_BRANO DA LEGGERE_.
Gli ebrei ultra-ortodossi sono un’enclave in cui l’esistenza delle persone è regolata in ogni momento e scelta, e il rabbino capo è il riferimento per ognuno. Fill the void (in italiano La sposa promessa), primo e acuto film della regista Rama Burshtein, pone domande sulla dialettica individuo-comunità. La vicenda di Shira e del cognato-marito Yochay è anche la storia della nascita di un’attrazione, forse di un amore, e il racconto della maturazione di una donna che, riluttante, dice addio alla giovinezza. L’intelligenza della Burshtein sta nel mostrare le persone, in queste delicate fasi, e il loro perenne rapporto con le norme della società cui appartengono. Gli ebrei Chassidim sono un mondo a parte, rispetto a quello che noi presumiamo banalmente “libero”, ma in questa diversità siderale, circoscritti da rituali per noi lontanissimi, riconosciamo le nostre emozioni. Resta da capire quanto gli schemi interpretativi davvero si assomiglino.
Con intelligenza, la regista riduce al minimo la dimensione religiosa, quella che – solo apparentemente – potrebbe risultare la più assoluta. Il rabbino capo è il regolatore di rapporti della propria micro-società: dispensa consigli, denari, ripara il forno a un’anziana e prende decisioni ascoltando le opinioni di tutti. Così facendo, Fill the void ricorda l’origine della sfera religiosa: quella del mantenimento dell’ordine, ma quello degli Chassidim, minutamente strutturato, non è un ordine monolitico o irrispettoso delle scelte dei singoli. Shira viene ascoltata, le sue parole prese sul serio e le è concesso un profondo ripensamento. Shira però, come tutti i personaggi, vive un rapporto costante con le aspettative e i doveri comunitari. Alla fine forse si innamora di Yochay. Non lo sapremo mai fino in fondo, perché non sapremo mai fino in fondo quanta parte – nelle decisioni individuali – abbia la coercizione degli altri e quanto sia frutto del libero arbitrio del sentire, del pensare quindi dello scegliere.
Il pregio raro di Fill the void è descrivere un mondo apparentemente alieno, per molti aspetti sconosciuto (anche se fuori dalle case ultraortodosse c’è la città più popolosa di Israele, moderna, giovane, alla moda) e far emergere da quel mondo dei conflitti condivisi ovunque. Indecidibile quanto pesino la pressione della madre e la sua disapprovazione nel modellare, lentamente, il sentimento che Shira prova per il cognato. Difficile dire quanto tutti i fidanzamenti che vedremo saranno coronati da felicità e soddisfazione. Difficile scindere l’individuo dall’insieme, ma l’individuo non è, al tempo stesso, puramente schiacciato dal contesto. Shira (la brava Hadas Yaron premiata al festival di Venezia) è una ragazza di carattere, dice quel che pensa, non è remissiva. Anche a Yoachay piace far di testa propria, ma alla fine faranno ciò che è meglio per tutti. Scelta o sottile coercizione? O le azioni sono sempre in equilibrio tra questi poli?

_CONSEGNA SCRITTA 1_. Per favore, riscrivi i record dall'inizio fino alla riga che contiene "[5,1,45,36]", inclusa, e sostituisci "black and white" con "sepia-toned" senza cambiare nient'altro. Riporta soltanto queste righe.

_RECORD RIPORTATI_.
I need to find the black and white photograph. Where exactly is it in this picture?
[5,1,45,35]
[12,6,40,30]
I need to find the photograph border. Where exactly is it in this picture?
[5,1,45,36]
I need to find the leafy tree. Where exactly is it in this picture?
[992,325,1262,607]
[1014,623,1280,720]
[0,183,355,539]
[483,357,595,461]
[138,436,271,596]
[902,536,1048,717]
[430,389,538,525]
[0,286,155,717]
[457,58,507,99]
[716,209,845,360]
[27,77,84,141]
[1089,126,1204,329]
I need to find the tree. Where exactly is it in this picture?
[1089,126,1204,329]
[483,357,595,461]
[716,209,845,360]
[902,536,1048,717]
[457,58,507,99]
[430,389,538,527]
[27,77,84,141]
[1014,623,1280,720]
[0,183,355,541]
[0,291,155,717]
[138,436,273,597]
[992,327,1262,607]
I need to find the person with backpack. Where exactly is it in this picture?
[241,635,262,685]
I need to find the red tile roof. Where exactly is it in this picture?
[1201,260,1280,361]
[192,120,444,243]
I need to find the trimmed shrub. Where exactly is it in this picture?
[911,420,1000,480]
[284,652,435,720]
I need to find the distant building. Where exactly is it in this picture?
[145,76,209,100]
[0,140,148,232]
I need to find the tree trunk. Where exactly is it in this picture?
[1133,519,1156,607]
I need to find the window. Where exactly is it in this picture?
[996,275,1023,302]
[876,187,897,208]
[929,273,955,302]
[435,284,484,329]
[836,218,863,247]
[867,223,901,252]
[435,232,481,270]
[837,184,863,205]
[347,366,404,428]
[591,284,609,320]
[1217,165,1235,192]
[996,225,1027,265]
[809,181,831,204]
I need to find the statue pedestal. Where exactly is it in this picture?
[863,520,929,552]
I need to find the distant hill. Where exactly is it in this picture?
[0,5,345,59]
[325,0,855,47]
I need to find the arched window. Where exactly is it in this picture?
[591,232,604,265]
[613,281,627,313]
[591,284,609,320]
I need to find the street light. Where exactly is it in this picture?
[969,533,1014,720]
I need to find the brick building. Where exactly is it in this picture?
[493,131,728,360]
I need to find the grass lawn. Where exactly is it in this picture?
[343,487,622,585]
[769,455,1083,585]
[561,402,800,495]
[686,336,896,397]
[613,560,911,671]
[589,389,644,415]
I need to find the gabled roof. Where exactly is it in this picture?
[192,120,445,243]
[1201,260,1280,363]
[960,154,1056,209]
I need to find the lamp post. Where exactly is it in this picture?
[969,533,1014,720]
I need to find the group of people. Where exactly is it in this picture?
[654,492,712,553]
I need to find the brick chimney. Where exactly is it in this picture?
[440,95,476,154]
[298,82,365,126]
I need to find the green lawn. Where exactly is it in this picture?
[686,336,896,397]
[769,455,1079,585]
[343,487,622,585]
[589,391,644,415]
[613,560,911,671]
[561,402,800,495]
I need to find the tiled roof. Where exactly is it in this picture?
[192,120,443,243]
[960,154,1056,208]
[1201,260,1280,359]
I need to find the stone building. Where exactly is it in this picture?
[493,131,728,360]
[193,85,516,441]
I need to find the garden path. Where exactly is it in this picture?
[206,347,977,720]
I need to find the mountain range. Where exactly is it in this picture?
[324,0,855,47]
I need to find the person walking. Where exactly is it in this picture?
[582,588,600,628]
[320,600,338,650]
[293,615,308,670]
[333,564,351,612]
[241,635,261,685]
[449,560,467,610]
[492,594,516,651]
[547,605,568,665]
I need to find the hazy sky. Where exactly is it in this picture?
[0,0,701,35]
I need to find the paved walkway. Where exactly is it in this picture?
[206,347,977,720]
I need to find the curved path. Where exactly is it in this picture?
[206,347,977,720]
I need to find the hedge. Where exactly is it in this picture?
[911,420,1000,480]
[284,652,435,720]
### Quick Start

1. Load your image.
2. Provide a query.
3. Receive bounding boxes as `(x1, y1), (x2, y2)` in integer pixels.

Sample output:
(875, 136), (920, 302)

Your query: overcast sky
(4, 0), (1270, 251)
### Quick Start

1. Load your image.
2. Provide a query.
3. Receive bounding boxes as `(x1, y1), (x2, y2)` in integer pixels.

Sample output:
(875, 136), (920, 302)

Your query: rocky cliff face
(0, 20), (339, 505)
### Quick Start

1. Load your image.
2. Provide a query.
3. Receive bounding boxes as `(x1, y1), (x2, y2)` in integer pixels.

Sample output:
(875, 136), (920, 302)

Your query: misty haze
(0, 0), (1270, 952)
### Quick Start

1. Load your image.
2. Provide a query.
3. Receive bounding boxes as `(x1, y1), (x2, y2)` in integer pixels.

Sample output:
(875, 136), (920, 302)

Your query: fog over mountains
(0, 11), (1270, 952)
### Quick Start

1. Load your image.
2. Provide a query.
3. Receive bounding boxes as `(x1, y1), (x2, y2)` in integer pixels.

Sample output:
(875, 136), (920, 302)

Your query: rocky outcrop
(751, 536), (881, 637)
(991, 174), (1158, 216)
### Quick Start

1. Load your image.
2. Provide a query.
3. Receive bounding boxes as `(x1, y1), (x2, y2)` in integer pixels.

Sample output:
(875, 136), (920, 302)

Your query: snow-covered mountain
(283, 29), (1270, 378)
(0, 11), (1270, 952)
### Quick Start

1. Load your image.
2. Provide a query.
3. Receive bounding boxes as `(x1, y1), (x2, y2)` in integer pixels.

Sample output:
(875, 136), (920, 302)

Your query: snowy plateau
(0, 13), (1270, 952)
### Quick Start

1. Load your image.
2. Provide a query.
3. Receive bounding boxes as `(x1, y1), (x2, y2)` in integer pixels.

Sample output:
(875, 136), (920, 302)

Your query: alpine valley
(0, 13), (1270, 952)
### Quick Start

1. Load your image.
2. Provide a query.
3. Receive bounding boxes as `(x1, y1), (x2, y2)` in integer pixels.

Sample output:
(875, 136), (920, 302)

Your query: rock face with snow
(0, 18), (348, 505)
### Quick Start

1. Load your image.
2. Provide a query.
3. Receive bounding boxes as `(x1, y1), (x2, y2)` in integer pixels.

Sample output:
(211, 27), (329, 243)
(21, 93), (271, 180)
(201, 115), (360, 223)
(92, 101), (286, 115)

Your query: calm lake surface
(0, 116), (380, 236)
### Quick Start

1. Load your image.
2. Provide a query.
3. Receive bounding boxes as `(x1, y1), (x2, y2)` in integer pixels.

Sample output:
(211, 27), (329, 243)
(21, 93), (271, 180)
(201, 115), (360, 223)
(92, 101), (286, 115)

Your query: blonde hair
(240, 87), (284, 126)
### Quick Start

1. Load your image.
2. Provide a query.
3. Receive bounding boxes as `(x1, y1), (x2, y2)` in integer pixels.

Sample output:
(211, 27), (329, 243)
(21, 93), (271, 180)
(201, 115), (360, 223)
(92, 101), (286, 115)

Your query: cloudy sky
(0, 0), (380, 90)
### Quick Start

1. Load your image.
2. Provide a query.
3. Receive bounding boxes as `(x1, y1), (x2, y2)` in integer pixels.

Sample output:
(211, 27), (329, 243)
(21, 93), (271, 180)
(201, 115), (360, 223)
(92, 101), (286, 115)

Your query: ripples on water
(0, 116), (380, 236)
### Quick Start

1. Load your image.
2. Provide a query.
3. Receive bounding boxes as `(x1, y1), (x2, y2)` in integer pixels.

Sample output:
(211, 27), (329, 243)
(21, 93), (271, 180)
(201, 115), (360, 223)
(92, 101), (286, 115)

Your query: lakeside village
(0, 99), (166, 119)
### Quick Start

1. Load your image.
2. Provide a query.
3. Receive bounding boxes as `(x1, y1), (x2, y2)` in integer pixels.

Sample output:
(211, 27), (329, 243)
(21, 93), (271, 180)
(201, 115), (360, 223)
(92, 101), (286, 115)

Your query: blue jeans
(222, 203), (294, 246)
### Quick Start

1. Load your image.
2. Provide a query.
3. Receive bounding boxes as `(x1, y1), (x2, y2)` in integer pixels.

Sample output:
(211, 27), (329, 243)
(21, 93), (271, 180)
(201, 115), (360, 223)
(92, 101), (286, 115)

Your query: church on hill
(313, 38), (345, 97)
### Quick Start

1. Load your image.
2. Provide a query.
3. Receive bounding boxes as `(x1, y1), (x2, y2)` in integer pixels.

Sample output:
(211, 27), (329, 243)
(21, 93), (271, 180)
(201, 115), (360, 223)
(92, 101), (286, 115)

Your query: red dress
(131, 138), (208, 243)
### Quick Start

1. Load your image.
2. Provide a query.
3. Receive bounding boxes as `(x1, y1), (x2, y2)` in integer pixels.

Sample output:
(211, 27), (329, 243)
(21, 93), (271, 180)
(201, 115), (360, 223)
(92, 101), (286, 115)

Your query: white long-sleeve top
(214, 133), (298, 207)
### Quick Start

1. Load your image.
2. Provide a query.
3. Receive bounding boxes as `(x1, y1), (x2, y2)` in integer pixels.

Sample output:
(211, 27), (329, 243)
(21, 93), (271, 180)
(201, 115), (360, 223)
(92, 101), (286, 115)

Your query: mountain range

_CONSEGNA SCRITTA 2_. Elenca tutte le caratteristiche che la recensione di Fill the void attribuisce alla città che si trova fuori dalle case ultraortodosse.

_RISPOSTA SCRITTA 1_.
I need to find the sepia-toned photograph. Where exactly is it in this picture?
[5,1,45,35]
[12,6,40,30]
I need to find the photograph border. Where exactly is it in this picture?
[5,1,45,36]

_RISPOSTA SCRITTA 2_.
- la più popolosa di Israele
- moderna
- giovane
- alla moda